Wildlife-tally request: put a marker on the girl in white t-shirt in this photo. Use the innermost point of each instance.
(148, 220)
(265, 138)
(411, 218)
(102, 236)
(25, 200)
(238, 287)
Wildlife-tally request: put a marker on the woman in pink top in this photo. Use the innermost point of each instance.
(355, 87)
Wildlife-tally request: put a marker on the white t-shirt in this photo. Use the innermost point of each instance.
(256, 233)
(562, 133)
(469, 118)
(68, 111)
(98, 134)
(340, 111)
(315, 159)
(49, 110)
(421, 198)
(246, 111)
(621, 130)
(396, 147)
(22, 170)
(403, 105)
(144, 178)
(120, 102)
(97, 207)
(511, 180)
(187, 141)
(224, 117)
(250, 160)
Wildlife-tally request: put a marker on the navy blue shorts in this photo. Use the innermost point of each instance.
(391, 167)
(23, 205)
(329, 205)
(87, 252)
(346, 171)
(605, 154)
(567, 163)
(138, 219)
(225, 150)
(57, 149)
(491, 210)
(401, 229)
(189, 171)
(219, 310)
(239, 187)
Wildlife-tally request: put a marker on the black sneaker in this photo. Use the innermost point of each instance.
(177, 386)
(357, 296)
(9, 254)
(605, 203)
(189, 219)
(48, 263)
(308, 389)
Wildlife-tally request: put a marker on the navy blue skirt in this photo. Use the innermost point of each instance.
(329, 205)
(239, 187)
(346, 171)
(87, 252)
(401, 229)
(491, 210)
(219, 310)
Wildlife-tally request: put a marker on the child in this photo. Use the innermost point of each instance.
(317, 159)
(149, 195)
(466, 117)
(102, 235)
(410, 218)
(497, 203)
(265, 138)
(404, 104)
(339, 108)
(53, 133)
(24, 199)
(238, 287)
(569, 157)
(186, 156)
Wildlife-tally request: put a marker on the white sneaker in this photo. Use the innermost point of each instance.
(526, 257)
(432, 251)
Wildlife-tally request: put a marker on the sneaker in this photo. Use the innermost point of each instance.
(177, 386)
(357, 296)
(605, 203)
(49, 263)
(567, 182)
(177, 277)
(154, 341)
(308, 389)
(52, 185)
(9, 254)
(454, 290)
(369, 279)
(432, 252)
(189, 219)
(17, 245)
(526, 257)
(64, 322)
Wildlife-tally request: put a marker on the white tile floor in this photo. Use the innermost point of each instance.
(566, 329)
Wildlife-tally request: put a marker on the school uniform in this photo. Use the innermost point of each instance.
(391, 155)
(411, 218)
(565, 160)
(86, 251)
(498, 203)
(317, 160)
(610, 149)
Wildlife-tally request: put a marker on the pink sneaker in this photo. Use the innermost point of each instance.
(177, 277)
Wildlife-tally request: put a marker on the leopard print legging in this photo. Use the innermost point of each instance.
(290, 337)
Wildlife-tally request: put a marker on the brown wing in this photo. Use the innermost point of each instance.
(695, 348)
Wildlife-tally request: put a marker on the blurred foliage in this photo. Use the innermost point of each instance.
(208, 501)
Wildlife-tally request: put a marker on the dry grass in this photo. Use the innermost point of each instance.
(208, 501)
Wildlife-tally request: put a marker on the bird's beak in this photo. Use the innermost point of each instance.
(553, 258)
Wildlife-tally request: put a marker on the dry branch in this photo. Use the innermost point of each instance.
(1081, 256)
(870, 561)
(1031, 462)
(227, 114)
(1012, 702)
■ ■ ■ ■ ■
_Problem to work on_
Convert every line of the records above into a Markdown table with the columns Row and Line, numbering each row and leaving out blank lines.

_The solution_
| Row | Line |
|---|---|
| 1 | Wildlife-tally request: put a marker on the girl in white t-shirt in this photo. Use the innermost point of each instance. |
| 2 | (148, 220) |
| 3 | (265, 138) |
| 4 | (411, 218) |
| 5 | (102, 236) |
| 6 | (25, 200) |
| 7 | (238, 287) |
| 8 | Wildlife-tally request: put a marker on the woman in pink top in this photo. Use the innermost point of each instance. |
| 9 | (355, 87) |
| 10 | Wildlife-tally request: put a marker on the white t-shirt in this photo. Use the innermost point of each instance. |
| 11 | (256, 233) |
| 12 | (562, 133) |
| 13 | (469, 118) |
| 14 | (68, 111) |
| 15 | (98, 134) |
| 16 | (340, 111) |
| 17 | (315, 159) |
| 18 | (49, 110) |
| 19 | (421, 198) |
| 20 | (246, 111) |
| 21 | (621, 130) |
| 22 | (396, 147) |
| 23 | (22, 170) |
| 24 | (403, 105) |
| 25 | (144, 178) |
| 26 | (120, 102) |
| 27 | (97, 207) |
| 28 | (511, 180) |
| 29 | (187, 141) |
| 30 | (224, 117) |
| 31 | (250, 160) |
| 32 | Wildlife-tally request: put a marker on the navy blue shorts in this photo. Use the innermost point of each instance. |
| 33 | (391, 167) |
| 34 | (23, 205) |
| 35 | (329, 205) |
| 36 | (87, 252) |
| 37 | (346, 171) |
| 38 | (605, 154) |
| 39 | (567, 163) |
| 40 | (138, 219) |
| 41 | (225, 150) |
| 42 | (57, 149) |
| 43 | (491, 210) |
| 44 | (401, 229) |
| 45 | (189, 171) |
| 46 | (219, 310) |
| 47 | (239, 187) |
| 48 | Wildlife-tally request: put a marker on the black sneaker in this photo. Use the innermost point of each instance. |
| 49 | (177, 386) |
| 50 | (357, 296) |
| 51 | (9, 254) |
| 52 | (605, 203) |
| 53 | (189, 219) |
| 54 | (48, 263) |
| 55 | (308, 389) |
| 56 | Wildlife-tally request: put a marker on the navy blue skirt in this photo. Use the innermost point of each instance. |
| 57 | (329, 205) |
| 58 | (239, 187) |
| 59 | (346, 171) |
| 60 | (87, 252) |
| 61 | (401, 229) |
| 62 | (491, 210) |
| 63 | (219, 310) |
| 64 | Wildlife-tally request: put a marker on the child in this photo. Use the innermost point of each instance. |
| 65 | (317, 159) |
| 66 | (149, 195) |
| 67 | (466, 117) |
| 68 | (102, 235) |
| 69 | (410, 218) |
| 70 | (497, 203) |
| 71 | (265, 138) |
| 72 | (404, 104) |
| 73 | (339, 108) |
| 74 | (53, 133) |
| 75 | (24, 199) |
| 76 | (238, 287) |
| 77 | (569, 157) |
| 78 | (186, 156) |
| 79 | Wildlife-tally request: put a marker on the white sneaker in this photo. Use the innermost point of each instance. |
| 80 | (526, 257) |
| 81 | (432, 251) |
| 82 | Wildlife-tally request: put a marker on the sneaker in this photo. Use the innermost point of each instance. |
| 83 | (177, 386) |
| 84 | (357, 296) |
| 85 | (605, 203) |
| 86 | (49, 263) |
| 87 | (567, 182) |
| 88 | (177, 277) |
| 89 | (154, 341) |
| 90 | (308, 389) |
| 91 | (52, 185) |
| 92 | (9, 254) |
| 93 | (454, 290) |
| 94 | (369, 279) |
| 95 | (432, 252) |
| 96 | (189, 219) |
| 97 | (17, 245) |
| 98 | (526, 257) |
| 99 | (64, 322) |
| 100 | Wildlife-tally request: put a marker on the white tile floor in this photo. Use the innermost point of each instance. |
| 101 | (566, 329) |
| 102 | Wildlife-tally request: put a marker on the school uniform in this photo. Use the innermost point of each instance. |
| 103 | (391, 155) |
| 104 | (411, 218) |
| 105 | (565, 160) |
| 106 | (86, 251) |
| 107 | (498, 203) |
| 108 | (317, 160) |
| 109 | (610, 149) |
| 110 | Wildlife-tally request: put a marker on the pink sneaker in this photo. Use the innermost point of each instance. |
| 111 | (177, 277) |
| 112 | Wildlife-tally request: put a marker on the leopard print legging in this photo. Use the innermost point of each instance. |
| 113 | (290, 337) |
| 114 | Wildlife-tally request: put a marker on the brown wing in this photo. Use the innermost point of each instance. |
| 115 | (695, 348) |
| 116 | Wildlife-tally request: put a marker on the blurred foliage in this photo. Use the innermost point of each instance. |
| 117 | (208, 501) |
| 118 | Wildlife-tally request: put a marker on the dry grass in this photo. Use the innermost point of each instance. |
| 119 | (208, 501) |
| 120 | Wildlife-tally request: put a marker on the bird's beak in this photo. Use the innermost point of each instance. |
| 121 | (553, 258) |
| 122 | Wildlife-tally request: put a marker on the dry branch in this photo. Use the innermost point of each instance. |
| 123 | (1081, 256) |
| 124 | (870, 561) |
| 125 | (1031, 462) |
| 126 | (227, 114) |
| 127 | (1012, 702) |